Requirements - Render the records from the line with "Point out man's hand in this frame." up to and including the line with "[117,221,206,300]" as a Markdown table, with the columns Row and Line, leaving out blank lines.

Supplied material -

========================

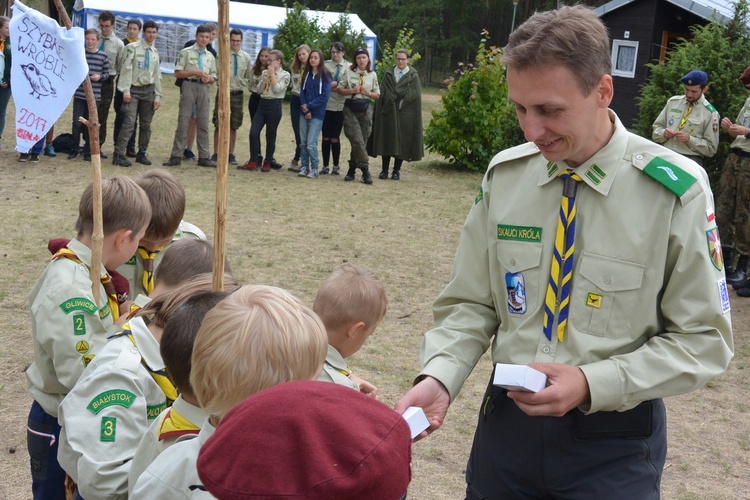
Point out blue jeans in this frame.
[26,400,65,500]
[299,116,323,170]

========================

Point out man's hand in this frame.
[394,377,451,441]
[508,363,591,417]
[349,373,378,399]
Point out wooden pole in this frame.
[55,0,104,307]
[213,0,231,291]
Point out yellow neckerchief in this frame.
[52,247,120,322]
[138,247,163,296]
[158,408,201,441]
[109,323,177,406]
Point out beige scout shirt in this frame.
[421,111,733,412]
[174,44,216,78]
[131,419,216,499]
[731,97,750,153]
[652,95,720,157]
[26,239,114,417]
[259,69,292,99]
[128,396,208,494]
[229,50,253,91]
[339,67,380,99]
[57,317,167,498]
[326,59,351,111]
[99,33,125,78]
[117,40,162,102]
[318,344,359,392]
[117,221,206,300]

========================

Answer to this exercise -
| Row | Line |
|---|---|
| 1 | Point out man's hand in this frame. |
| 2 | [394,377,451,441] |
| 3 | [508,363,591,417] |
| 4 | [349,373,378,399] |
| 5 | Point out wooden pole in this frame. |
| 6 | [55,0,104,307] |
| 7 | [213,0,231,291] |
| 8 | Point out yellow neckerchief in this frame. |
| 9 | [52,247,120,322] |
| 10 | [138,247,163,296] |
| 11 | [158,408,201,441] |
| 12 | [109,323,177,406] |
| 13 | Point out beige scout shirt in this frame. |
| 14 | [421,111,733,412] |
| 15 | [174,44,216,78] |
| 16 | [131,419,216,499] |
| 17 | [731,97,750,153] |
| 18 | [652,95,720,157] |
| 19 | [26,239,114,417] |
| 20 | [259,69,292,99] |
| 21 | [128,396,208,494] |
| 22 | [229,50,253,91] |
| 23 | [339,67,380,99] |
| 24 | [57,317,167,498] |
| 25 | [326,59,351,111] |
| 26 | [99,33,125,78] |
| 27 | [117,40,162,102] |
| 28 | [318,344,359,392] |
| 29 | [117,221,206,300] |